*** TEXT UNDER STUDY Section Begins ***

Lee Elliot Major on a Cambridge college's plans to target elite private schools in its student recruitment: "Alumni LinkedIn feeds and social media threads quickly filled with outrage, as many Cambridge graduates interpreted the move as class prejudice rearing its ugly head once again. One angry fellow at the college said it amounted to a 'slap in the face' for their state-educated undergraduates."

"I first watched the film this year, on moving to the West Midlands, but I’ve been haunted by screenshots of the production circulating on social media for a decade: a burnt severed hand looming over the Worcestershire countryside, a terrifying claymation-style succubus sitting on a bed, an androgynous William Blake-inspired golden angel reflected in a lake." Samuel McIlhagga discusses the enduring influence of David Rudkin's 1974 television play Penda’s Fen.

"Three women are being released from Holloway Prison on the same morning. They come from vastly different backgrounds and each has plans for what they want to do on their first day of freedom, but they have all agreed to meet for dinner that evening. This simple story, told with warmth and empathy, follows the lives of these women during the span of that one day and the touching and tragic events that take place before and after this dinner." Silver Scenes finds Turn the Key Softly (1953) is an underrated British gem.

*** TEXT UNDER STUDY Section Ends ***
*** EXERCISE DATA Section Begins ***

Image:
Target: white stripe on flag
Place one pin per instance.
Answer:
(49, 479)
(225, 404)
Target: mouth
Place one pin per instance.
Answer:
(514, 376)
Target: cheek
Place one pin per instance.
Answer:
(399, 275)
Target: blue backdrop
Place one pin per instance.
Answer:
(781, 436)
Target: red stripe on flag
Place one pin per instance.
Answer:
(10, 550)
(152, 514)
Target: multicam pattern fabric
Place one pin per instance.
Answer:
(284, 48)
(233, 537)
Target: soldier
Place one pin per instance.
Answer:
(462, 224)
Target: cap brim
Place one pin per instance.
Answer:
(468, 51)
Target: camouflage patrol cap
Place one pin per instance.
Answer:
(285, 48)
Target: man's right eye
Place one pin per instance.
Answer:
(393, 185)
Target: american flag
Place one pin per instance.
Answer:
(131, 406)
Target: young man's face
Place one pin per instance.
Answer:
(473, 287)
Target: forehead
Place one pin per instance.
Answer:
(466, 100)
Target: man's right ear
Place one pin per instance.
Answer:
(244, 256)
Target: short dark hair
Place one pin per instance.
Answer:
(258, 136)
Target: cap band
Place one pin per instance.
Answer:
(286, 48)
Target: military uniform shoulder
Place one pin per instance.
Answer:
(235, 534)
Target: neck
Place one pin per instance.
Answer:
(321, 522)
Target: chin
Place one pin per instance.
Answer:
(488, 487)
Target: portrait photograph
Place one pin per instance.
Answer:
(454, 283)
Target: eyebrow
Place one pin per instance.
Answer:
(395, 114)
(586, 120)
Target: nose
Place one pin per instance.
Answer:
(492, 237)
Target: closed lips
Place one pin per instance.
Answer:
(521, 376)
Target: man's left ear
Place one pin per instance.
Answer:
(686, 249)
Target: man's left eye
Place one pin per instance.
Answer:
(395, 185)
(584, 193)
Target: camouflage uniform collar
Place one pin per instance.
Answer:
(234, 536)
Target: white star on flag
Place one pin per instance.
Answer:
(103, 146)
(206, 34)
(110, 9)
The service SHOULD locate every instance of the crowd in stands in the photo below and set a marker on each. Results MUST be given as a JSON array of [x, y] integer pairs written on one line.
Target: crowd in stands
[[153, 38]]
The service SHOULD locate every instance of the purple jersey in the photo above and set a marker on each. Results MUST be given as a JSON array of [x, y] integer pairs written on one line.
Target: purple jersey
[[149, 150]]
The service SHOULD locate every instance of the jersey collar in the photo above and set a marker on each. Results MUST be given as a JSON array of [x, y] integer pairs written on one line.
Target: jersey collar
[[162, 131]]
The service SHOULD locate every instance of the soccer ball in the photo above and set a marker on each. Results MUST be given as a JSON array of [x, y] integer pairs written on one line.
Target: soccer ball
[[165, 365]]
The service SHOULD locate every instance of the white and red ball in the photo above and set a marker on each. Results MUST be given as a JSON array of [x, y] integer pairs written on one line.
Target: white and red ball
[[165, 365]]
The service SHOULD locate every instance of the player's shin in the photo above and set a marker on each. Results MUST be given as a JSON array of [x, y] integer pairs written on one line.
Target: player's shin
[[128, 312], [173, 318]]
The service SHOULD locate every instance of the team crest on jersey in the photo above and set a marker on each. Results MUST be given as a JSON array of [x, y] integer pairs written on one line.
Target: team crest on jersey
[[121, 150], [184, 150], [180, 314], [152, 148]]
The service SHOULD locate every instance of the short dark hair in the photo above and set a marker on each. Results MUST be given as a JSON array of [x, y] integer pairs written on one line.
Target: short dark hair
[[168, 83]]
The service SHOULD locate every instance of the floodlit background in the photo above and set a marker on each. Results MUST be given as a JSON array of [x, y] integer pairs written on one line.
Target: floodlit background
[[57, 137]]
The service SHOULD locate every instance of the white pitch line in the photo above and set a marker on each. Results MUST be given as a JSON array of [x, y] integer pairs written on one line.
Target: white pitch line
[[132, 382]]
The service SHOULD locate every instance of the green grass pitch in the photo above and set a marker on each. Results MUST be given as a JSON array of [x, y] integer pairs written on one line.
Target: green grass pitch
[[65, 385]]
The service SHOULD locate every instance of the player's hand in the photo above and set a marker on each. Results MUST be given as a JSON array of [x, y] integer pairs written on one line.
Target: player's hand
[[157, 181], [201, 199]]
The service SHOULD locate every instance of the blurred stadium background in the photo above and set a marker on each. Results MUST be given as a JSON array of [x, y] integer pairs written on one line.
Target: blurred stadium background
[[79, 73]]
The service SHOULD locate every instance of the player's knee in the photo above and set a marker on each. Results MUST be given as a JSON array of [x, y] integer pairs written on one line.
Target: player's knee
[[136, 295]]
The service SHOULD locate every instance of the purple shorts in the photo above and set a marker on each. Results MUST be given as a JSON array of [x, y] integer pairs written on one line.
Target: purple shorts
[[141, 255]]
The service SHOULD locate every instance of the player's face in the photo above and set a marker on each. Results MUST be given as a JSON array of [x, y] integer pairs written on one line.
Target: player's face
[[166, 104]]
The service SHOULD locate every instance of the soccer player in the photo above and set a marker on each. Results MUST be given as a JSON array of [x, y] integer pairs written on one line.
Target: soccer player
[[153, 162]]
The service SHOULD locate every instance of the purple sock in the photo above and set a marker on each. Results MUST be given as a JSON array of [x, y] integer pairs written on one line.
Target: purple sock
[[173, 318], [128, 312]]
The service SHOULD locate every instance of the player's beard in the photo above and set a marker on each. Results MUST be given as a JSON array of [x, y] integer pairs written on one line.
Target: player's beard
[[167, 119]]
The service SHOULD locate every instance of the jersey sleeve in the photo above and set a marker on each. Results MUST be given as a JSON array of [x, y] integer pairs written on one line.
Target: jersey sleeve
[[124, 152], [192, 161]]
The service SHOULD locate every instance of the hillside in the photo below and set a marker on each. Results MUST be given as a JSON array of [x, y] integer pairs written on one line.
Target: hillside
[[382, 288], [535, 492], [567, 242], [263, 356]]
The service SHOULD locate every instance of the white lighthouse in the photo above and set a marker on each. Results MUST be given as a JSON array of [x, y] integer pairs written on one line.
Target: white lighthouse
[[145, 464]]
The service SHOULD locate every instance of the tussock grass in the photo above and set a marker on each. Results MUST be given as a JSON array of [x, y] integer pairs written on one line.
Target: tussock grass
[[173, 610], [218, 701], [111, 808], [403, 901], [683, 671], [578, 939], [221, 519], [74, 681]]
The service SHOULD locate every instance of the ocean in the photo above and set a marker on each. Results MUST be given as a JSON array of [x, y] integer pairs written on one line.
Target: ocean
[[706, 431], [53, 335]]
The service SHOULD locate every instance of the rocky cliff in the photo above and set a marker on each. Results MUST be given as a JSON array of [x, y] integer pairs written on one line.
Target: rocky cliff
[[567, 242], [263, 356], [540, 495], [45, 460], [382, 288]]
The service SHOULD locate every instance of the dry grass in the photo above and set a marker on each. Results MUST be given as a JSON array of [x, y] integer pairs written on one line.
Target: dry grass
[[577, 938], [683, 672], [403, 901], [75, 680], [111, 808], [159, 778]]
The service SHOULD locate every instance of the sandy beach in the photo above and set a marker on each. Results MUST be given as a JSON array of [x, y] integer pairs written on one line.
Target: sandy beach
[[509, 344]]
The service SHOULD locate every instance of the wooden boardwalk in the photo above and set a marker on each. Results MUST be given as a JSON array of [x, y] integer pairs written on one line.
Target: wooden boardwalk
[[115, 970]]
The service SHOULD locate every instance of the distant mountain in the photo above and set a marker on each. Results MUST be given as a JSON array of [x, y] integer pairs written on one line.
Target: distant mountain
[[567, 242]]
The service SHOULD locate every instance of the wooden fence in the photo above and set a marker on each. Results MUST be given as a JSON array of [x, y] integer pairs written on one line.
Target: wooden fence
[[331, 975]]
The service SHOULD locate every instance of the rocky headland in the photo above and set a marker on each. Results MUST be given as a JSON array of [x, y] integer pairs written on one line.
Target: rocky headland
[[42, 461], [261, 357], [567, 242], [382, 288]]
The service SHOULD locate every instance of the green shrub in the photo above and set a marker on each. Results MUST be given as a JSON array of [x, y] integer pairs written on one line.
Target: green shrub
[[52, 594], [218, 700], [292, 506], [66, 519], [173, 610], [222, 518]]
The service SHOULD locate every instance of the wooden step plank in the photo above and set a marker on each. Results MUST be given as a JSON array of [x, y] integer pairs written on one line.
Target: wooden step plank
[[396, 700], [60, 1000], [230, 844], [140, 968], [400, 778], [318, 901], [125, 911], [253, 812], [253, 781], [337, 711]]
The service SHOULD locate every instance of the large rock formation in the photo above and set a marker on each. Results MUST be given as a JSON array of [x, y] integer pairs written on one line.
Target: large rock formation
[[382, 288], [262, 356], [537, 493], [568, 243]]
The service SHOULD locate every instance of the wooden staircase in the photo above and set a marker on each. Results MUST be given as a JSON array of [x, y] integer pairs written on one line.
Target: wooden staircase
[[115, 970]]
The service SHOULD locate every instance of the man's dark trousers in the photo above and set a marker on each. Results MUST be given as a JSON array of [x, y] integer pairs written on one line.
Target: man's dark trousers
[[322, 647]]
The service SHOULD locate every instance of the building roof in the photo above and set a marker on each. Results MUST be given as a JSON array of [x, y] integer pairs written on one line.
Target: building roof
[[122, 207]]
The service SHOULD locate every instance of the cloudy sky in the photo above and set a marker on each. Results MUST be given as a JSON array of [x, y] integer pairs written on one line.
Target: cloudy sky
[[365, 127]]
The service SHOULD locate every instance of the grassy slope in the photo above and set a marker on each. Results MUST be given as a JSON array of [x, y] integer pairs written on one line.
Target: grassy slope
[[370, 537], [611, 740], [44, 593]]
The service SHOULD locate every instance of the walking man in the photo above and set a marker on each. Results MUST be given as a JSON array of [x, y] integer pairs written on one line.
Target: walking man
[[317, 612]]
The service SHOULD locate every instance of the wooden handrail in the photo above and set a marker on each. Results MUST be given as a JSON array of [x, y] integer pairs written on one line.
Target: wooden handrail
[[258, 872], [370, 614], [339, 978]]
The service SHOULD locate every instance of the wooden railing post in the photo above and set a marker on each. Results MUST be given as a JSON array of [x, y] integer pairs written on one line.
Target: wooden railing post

*** EXERCISE DATA Section Ends ***

__TASKS FOR THIS EXERCISE__
1. In the commentary excerpts, what did one angry fellow at the Cambridge college say the recruitment plan amounted to?
2. Write the next part of the commentary excerpts, picking up after their last sentence.

__TASK RESPONSES__
1. A "slap in the face" for the college's state-educated undergraduates.

2.
Steve Parissien charts the rise and fall of Babycham.

Hurdy-gurdy player unveils plans to restore Norfolk's former whaling HQ

The Eastern Daily Press wins our prestigious Headline of the Day Award.

I have been asked by the judges to emphasise that they are sure the hurdy-gurdy player in question is nothing the like the vengeful ghost of a Gypsy child.

While I'm at it, the headline comes via Yahoo! because the Press has changed it to something more prosaic since the story went up.

And the music in the video, which is the very recording used in Lost Hearts, is not of a hurdy-gurdy at all. It's a variety of zither from the Vosges region of France.

Reader's voice: You don't think you're in danger of taking this feature too seriously, do you?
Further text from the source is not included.